Return each line of the material below that contains the string "wall", and treat uppercase and lowercase as different.

- Items:
——————

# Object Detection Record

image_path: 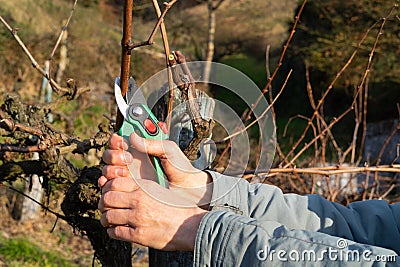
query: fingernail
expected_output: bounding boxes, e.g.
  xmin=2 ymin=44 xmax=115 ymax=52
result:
xmin=123 ymin=152 xmax=133 ymax=164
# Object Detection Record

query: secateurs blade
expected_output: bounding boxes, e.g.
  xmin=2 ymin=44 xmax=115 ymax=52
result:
xmin=114 ymin=77 xmax=168 ymax=187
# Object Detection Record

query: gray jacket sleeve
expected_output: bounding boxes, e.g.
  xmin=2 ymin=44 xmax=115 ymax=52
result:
xmin=195 ymin=172 xmax=400 ymax=266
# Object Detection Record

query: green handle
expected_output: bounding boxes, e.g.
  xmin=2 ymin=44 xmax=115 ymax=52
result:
xmin=118 ymin=104 xmax=168 ymax=187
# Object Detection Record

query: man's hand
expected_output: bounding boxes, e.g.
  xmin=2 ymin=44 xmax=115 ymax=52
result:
xmin=99 ymin=134 xmax=212 ymax=250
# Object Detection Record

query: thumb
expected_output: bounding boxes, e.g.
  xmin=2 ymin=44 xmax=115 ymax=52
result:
xmin=130 ymin=133 xmax=199 ymax=182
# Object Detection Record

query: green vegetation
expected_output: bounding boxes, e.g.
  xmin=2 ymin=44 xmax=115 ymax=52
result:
xmin=0 ymin=238 xmax=77 ymax=267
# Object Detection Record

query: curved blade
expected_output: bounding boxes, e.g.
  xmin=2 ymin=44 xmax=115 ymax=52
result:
xmin=114 ymin=77 xmax=129 ymax=119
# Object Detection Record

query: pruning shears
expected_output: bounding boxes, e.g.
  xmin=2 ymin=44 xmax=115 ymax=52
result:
xmin=114 ymin=77 xmax=168 ymax=187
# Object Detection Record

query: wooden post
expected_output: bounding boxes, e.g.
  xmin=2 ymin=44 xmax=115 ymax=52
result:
xmin=149 ymin=88 xmax=215 ymax=267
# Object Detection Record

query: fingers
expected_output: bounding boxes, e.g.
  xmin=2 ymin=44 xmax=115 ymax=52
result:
xmin=109 ymin=134 xmax=129 ymax=150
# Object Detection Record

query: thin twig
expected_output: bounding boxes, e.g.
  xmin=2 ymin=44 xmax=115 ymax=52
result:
xmin=0 ymin=183 xmax=66 ymax=221
xmin=129 ymin=0 xmax=177 ymax=49
xmin=241 ymin=0 xmax=307 ymax=121
xmin=0 ymin=16 xmax=69 ymax=93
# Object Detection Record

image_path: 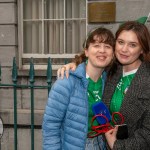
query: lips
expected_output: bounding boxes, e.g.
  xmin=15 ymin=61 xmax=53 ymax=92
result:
xmin=119 ymin=54 xmax=129 ymax=59
xmin=96 ymin=56 xmax=106 ymax=60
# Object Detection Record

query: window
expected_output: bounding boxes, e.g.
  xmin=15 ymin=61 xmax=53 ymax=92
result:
xmin=18 ymin=0 xmax=87 ymax=69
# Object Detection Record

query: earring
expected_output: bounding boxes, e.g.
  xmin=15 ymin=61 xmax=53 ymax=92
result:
xmin=85 ymin=58 xmax=88 ymax=65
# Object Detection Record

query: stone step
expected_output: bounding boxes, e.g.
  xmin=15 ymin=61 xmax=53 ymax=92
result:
xmin=0 ymin=109 xmax=44 ymax=125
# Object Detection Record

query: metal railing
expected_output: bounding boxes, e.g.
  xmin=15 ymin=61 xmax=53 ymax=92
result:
xmin=0 ymin=58 xmax=52 ymax=150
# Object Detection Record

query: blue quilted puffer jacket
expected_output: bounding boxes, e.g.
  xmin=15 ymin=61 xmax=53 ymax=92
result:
xmin=42 ymin=63 xmax=106 ymax=150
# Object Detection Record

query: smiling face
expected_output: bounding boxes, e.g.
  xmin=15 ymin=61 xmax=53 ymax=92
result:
xmin=85 ymin=35 xmax=114 ymax=69
xmin=115 ymin=30 xmax=143 ymax=71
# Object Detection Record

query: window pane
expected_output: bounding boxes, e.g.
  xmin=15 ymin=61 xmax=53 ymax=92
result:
xmin=23 ymin=21 xmax=42 ymax=54
xmin=23 ymin=0 xmax=42 ymax=19
xmin=22 ymin=0 xmax=86 ymax=54
xmin=44 ymin=21 xmax=64 ymax=54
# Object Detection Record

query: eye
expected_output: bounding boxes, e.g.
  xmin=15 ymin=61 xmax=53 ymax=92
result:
xmin=117 ymin=40 xmax=124 ymax=45
xmin=129 ymin=43 xmax=136 ymax=48
xmin=105 ymin=45 xmax=112 ymax=49
xmin=93 ymin=44 xmax=100 ymax=48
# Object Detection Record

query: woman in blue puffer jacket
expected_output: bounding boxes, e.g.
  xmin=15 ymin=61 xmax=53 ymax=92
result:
xmin=42 ymin=28 xmax=115 ymax=150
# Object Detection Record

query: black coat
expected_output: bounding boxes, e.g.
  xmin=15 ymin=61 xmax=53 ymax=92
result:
xmin=103 ymin=62 xmax=150 ymax=150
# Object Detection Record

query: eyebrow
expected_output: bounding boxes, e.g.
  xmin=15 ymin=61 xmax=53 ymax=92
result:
xmin=117 ymin=38 xmax=139 ymax=44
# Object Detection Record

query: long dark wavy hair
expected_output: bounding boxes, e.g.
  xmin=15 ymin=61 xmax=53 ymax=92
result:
xmin=109 ymin=21 xmax=150 ymax=76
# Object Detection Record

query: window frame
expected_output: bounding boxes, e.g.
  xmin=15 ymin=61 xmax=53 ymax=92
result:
xmin=18 ymin=0 xmax=87 ymax=70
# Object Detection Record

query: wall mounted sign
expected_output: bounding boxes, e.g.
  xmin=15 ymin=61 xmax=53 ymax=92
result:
xmin=88 ymin=2 xmax=116 ymax=23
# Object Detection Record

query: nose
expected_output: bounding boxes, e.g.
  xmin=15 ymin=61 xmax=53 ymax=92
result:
xmin=121 ymin=44 xmax=128 ymax=52
xmin=98 ymin=45 xmax=105 ymax=53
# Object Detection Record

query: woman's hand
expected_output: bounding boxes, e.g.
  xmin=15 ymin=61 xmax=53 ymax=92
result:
xmin=105 ymin=126 xmax=118 ymax=149
xmin=57 ymin=63 xmax=77 ymax=79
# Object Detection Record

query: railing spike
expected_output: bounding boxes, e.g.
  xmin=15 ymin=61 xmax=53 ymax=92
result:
xmin=12 ymin=57 xmax=18 ymax=82
xmin=29 ymin=57 xmax=34 ymax=82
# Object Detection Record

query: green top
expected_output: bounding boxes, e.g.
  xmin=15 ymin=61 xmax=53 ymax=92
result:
xmin=87 ymin=77 xmax=102 ymax=132
xmin=110 ymin=69 xmax=137 ymax=113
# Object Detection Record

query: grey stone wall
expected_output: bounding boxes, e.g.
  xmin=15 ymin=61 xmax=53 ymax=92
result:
xmin=0 ymin=0 xmax=150 ymax=150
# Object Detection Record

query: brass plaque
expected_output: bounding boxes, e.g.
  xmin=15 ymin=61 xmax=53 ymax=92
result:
xmin=88 ymin=2 xmax=116 ymax=23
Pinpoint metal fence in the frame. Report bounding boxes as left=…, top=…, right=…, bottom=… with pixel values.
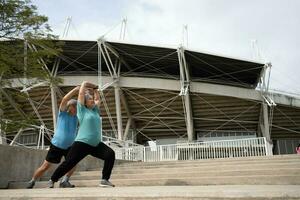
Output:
left=143, top=137, right=271, bottom=162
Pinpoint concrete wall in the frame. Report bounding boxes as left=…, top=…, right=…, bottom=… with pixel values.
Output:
left=0, top=145, right=128, bottom=188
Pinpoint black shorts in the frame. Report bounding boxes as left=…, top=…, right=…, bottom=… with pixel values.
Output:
left=46, top=144, right=70, bottom=163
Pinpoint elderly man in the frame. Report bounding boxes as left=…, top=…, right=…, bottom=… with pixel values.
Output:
left=27, top=86, right=80, bottom=189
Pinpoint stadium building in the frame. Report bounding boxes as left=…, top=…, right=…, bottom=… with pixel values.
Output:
left=1, top=39, right=300, bottom=157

——————

- Response:
query: wall mounted sign
query: grey stone wall
Pinpoint concrete wall in the frame. Report bounding boxes as left=…, top=…, right=…, bottom=… with pixel values.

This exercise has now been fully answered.